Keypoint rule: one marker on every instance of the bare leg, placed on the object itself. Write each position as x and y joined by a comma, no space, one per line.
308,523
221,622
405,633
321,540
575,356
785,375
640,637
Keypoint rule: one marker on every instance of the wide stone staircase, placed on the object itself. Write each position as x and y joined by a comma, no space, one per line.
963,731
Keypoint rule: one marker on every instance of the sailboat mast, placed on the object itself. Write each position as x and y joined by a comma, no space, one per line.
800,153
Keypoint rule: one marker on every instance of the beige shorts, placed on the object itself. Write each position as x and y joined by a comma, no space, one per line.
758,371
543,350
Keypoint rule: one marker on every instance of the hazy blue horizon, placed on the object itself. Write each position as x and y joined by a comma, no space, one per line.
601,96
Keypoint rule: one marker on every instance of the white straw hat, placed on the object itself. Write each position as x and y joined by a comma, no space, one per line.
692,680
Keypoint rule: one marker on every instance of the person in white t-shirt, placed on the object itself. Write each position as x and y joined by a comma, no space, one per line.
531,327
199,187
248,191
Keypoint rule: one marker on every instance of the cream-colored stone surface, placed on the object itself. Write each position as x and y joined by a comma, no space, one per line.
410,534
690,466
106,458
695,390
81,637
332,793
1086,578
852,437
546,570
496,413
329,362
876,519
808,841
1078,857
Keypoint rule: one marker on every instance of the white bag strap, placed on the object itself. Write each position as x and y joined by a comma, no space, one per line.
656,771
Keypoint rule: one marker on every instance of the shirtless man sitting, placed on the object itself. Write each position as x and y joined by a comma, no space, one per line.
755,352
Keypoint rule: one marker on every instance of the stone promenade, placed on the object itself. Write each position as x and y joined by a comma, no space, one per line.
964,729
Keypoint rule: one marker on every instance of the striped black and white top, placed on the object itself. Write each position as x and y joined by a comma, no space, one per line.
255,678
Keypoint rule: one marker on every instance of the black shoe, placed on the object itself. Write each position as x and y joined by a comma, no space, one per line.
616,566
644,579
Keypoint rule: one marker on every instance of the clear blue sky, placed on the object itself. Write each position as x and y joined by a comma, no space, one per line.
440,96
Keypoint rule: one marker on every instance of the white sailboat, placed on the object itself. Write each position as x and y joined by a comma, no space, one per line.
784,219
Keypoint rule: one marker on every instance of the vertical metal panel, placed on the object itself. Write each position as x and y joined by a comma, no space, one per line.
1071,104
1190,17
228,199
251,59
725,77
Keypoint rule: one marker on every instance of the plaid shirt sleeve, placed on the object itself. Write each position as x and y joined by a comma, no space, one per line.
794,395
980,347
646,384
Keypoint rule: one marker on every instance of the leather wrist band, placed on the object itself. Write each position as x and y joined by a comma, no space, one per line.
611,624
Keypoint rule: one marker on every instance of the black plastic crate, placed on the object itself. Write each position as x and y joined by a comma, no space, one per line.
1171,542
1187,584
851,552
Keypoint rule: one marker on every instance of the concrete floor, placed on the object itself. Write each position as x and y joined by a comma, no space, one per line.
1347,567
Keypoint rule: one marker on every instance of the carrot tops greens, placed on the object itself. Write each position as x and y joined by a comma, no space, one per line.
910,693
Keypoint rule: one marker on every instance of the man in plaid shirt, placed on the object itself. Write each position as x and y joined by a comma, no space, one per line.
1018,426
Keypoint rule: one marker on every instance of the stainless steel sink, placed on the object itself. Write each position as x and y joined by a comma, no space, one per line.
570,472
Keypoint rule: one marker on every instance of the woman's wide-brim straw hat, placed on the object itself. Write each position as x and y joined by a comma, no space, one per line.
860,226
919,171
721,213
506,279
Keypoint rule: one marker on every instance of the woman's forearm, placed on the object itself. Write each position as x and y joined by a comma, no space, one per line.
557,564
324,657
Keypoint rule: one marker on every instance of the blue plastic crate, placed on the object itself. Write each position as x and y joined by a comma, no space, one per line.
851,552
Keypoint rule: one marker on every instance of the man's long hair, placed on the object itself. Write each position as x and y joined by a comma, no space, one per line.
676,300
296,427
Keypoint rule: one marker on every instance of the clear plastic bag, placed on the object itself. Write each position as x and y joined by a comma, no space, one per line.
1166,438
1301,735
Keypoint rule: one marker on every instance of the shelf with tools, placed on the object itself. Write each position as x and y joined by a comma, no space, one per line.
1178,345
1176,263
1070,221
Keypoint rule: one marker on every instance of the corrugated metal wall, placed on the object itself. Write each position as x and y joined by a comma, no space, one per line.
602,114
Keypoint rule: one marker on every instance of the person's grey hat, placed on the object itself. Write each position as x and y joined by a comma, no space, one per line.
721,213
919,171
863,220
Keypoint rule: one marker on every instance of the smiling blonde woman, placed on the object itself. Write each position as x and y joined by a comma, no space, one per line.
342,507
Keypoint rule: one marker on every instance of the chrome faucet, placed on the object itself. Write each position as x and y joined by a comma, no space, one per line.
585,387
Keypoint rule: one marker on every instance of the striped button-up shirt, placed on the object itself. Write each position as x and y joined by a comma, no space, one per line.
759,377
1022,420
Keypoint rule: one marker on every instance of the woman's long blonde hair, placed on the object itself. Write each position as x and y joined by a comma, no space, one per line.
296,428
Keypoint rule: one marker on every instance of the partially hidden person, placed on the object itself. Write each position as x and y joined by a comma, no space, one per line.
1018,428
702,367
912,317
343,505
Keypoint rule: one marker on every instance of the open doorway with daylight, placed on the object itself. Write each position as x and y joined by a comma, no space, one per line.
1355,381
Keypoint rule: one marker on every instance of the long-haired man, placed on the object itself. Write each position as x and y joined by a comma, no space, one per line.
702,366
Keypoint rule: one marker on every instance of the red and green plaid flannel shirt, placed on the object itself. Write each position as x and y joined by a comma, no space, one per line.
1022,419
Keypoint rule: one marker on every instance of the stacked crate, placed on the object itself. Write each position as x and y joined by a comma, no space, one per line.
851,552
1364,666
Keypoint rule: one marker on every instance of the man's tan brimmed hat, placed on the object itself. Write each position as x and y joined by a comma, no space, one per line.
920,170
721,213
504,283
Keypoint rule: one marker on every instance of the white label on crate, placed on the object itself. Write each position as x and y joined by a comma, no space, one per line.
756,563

**Set exercise:** Every record should be repeated exactly; please leave none out.

**Response:**
Keypoint rule: one marker on every instance of the bare leg, placed on the object itself. Write each position as x and y joined by a comma, no space, one per line.
308,523
221,622
405,633
321,540
575,356
785,375
640,637
Keypoint rule: one marker on every instance of the wide stone staircase, placed on the object itself. Write each position as x and y joined by a comma, no space, one per line.
963,731
Keypoint rule: one marker on every instance of the sailboat mast, placed on the object itself. Write each position as x and y joined by a comma, no space, one per line.
800,153
Keypoint rule: one marker on every instance of the beige shorts, placed on the object itself. Write each position as x and y joined by a comma, no space, one per line.
758,371
543,350
Keypoint rule: one marker on every instance of the hazy blue horizon, placed on the object itself. Write each position as x and y joined by a comma, no space, one per line.
601,96
Keypoint rule: one marker on every instance of the white straw hat, placed on the object itself. Write each position as x and y joined by a comma, no space, one per line.
692,680
Keypoint rule: one marker on every instance of the person in white t-shirt, placed on the object itself. Write each position as x and y joined by a comma, no space, one per line.
531,327
199,187
248,191
Keypoint rule: one marker on every instance of the cream-colored stone surface, placed on the object itself. Write each position as x and y joined by a comma, no space, one per line.
410,534
690,466
106,458
695,390
81,637
332,793
1086,578
852,437
546,570
496,413
329,362
876,519
808,841
1078,857
Keypoint rule: one marker on every instance of the white bag strap, placed on the object itself. Write each position as x and y joined by a comma, no space, one per line.
656,771
Keypoint rule: one marker on every instance of the shirtless man sitting, placed on the object itself. Write each position as x and y joined by a comma, no space, one per line.
755,352
Keypoint rule: one marker on every instance of the stone promenade, placed on the object itself. Write each position as x and y joined by a comma, no space, one per line.
964,729
Keypoint rule: one marker on every instance of the striped black and white top, placed on the object itself. Write each position as x and y joined by a comma, no space, one per line.
255,678
Keypoint rule: one marker on every instance of the black shoe, placed on the object itself. Write each position as x and y joined by a comma, no space, one per line.
616,566
644,579
Keypoint rule: one marker on every instance of the clear blue sky, placed on the object itself. Write each position as x and y joined by a comma, no space, one per line.
440,96
Keypoint rule: one marker on every instance of the white sailboat, placed on the object itself. Write each position as x and y joined by a comma, no space, one per line.
784,219
Keypoint rule: one marker on every instance of the vertical metal panel, placed on the object itself. Write each position as x and y joined by a comma, no space, one per line.
1071,104
1190,17
228,199
251,59
725,77
Keypoint rule: one marker on every instance of the plaid shirt sleeve, placed on the object itself. Write each position as x and y joined by a comma, no space, one per line.
794,395
980,347
646,384
Keypoint rule: one marker on every instance of the leather wrist band, placed on the object itself. Write each position as x and y joined by a comma, no space, one per line.
611,624
Keypoint rule: one marker on every instance of the black plastic crate, placed on the object itself. Write each position as x and y joined by a comma, no space, one per line.
1171,542
1187,584
851,552
Keypoint rule: one marker on every instance of the concrete floor, placed on the object itself. Write each position as x and y joined by a comma, no space, one per line.
1347,567
Keypoint rule: one marker on every instance of the carrot tops greens, placed on the object itself. Write each position as x and y joined by a comma, no space, one per line.
910,693
Keypoint rule: one marker on every instance of the man in plaid shirt, placed on the object itself. Write each position as x and y joined by a comma, no space, one per line.
1018,426
Keypoint rule: one marker on every instance of the stainless steel sink, placed on the object itself. Write each position as x and y joined by a comma, no space, one per line.
570,472
Keypoint rule: one marker on every instance of the woman's wide-brim straw hat, placed on the object itself. Write each position as x and y joined by a comma, no space, one per line.
860,226
919,171
721,213
506,279
Keypoint rule: one marker on every instance of the woman's forearm, placed on the object itself. Write each position as x and y joined by a comma, no space, one per line.
557,564
324,657
Keypoint rule: one marker on every instance of the blue plastic crate, placed on the object itself. Write each position as x and y joined by a comma, no space, one per line.
851,552
Keypoint rule: one marker on every instance of the man's long hair, placed on the object itself. Write each position as x and y joined by a comma, no space, one per line.
676,300
296,427
Keypoint rule: one marker on every instance of the clear plastic bag, placed on the object itself. Write each position as x and y joined by a comma, no space, one per line.
1166,438
1301,735
Keypoint rule: one marker on every instance of the shelf with tools, placed on the object itself. Write each position as x and y joined by a comma, no space, one per line.
1178,345
1176,263
1070,221
Keypoint rule: one marker on every instance of the corrugated metal wall, placed on the object itself. Write each position as x and y joined by a comma, no space, one per line.
602,114
Keypoint rule: one marker on every instance of the person's grey hat, placed on the object itself. Write each position as x and y joined by a comma, no space, one per line.
721,213
919,171
863,220
Keypoint rule: one marker on every instance of the smiling blonde woman, placed on the object itself. Write each position as x and y joined by a comma, no space, one per line.
342,507
Keypoint rule: one marker on every instance of the chrome faucet, placed on the object itself. Write each position as x and y joined by a comma, no space, one per line.
585,387
Keypoint rule: one marker on every instance of the striped button-up shirt, placed on the object itself. Write each position as x and y joined by a comma, no space, one per line.
759,377
1022,420
Keypoint rule: one marker on every instance of the woman's long blonde hair, placed on the object itself. Write each position as x and y joined by a comma, no space, one per line.
296,428
Keypoint rule: one marker on every instance of the partially hidden person, placed on the object itself. Write each position as x and y joined by a comma, no space, one per line.
1018,428
702,367
912,317
343,505
Keypoint rule: one marker on every instance of the open doorway with daylight, placed on the object itself. Write each position as x and y joined by a comma, no space, one per line.
1355,381
Keypoint rule: one marker on every instance of the long-haired man, placed on the object itself. Write each position as x and y joined by a comma, no space, one per line.
702,366
Keypoint rule: one marker on every instance of the red and green plaid flannel shirt, placed on the object itself. Write each position as x and y joined by a comma, no space, one per line.
1022,419
Keypoint rule: one marker on every instance of the stacked crate, placed on the object itself. Write each position as x and y joined by a comma, no space, one per line.
851,552
1364,666
Keypoint rule: one marker on every instance of the man's tan brimmed hat, placed on the object itself. Write each position as x and y joined by a comma, no space, one per line.
920,170
721,213
504,283
Keypoint rule: one marker on every instance of the white label on crate, placed on the object itself. Write each position as x and y joined by a comma, no space, one per line.
756,563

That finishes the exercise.